• _EXTRACT TO READ_:

:::::

Yesterday, I discovered a mother wild duck and her 2 babies in the drainage ditch bordering my house. Taken with 7D, 100-400L @400mm all f/6.3, ISO320-500, handheld. Aggressively cropped and over-processed in DPP. Any constructive critiques welcomed. Thanks.


----------



## roedi (Mar 30, 2013)

eagle by roedi_photo on Flickr




Chaffinch by roedi_photo on Flickr


----------



## eeek (Mar 30, 2013)

Untitled by Eeek5127, on Flickr


----------



## chauncey (Mar 30, 2013)

"A family Affair"...gotta teach them how to feed.





.


----------



## Darlip (Mar 30, 2013)

African Fish Eagle




African Fish Eagle.jpg by Darlip, on Flickr


----------



## Don Haines (Mar 30, 2013)

Redpoll, 100 percent cropped, minimal sharpenning and moderate noise reduction.

Shot with 60D and 70-200F4 at 200mm, f5.6, ISO640, 1/400 second.


----------



## serendipidy (Mar 30, 2013)

Don Haines said:


> Redpoll, 100 percent cropped, minimal sharpenning and moderate noise reduction.

:::::

• _WORK REQUIRED_:
Write out the part of the bird photography thread between "## Don Haines" and "ISO640, 1/400 second.", inclusive, word for word.

:::::

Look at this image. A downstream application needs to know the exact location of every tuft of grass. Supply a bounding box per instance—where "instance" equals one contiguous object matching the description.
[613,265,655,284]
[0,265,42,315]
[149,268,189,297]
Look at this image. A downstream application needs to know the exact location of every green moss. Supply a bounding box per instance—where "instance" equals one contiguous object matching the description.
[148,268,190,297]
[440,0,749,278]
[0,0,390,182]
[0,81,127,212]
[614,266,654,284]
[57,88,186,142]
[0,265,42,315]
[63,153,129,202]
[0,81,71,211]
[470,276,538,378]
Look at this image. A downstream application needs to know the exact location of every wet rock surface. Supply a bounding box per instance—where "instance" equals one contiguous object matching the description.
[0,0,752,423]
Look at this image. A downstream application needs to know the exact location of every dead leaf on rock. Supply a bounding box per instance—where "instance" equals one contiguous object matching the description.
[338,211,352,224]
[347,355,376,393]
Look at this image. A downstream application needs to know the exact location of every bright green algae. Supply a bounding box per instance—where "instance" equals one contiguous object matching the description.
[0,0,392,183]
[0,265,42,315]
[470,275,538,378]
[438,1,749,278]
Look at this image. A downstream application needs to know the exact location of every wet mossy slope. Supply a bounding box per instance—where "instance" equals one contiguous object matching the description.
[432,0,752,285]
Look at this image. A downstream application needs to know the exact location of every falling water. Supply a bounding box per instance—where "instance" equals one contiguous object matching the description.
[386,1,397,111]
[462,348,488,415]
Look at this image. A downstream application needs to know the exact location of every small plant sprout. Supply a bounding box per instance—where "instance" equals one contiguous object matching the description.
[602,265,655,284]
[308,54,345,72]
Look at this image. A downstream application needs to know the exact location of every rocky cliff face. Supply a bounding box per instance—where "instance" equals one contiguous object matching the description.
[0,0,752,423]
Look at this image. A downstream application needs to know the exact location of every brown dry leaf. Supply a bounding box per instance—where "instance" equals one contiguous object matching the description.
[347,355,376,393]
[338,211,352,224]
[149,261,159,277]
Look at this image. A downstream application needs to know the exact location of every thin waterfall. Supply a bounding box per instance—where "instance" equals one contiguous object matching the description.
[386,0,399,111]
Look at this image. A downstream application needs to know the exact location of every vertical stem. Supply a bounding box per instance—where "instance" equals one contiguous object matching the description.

:::::

• _ANSWER IN FULL_:
## Don Haines (Mar 30, 2013)

Redpoll, 100 percent cropped, minimal sharpenning and moderate noise reduction.

Shot with 60D and 70-200F4 at 200mm, f5.6, ISO640, 1/400 second.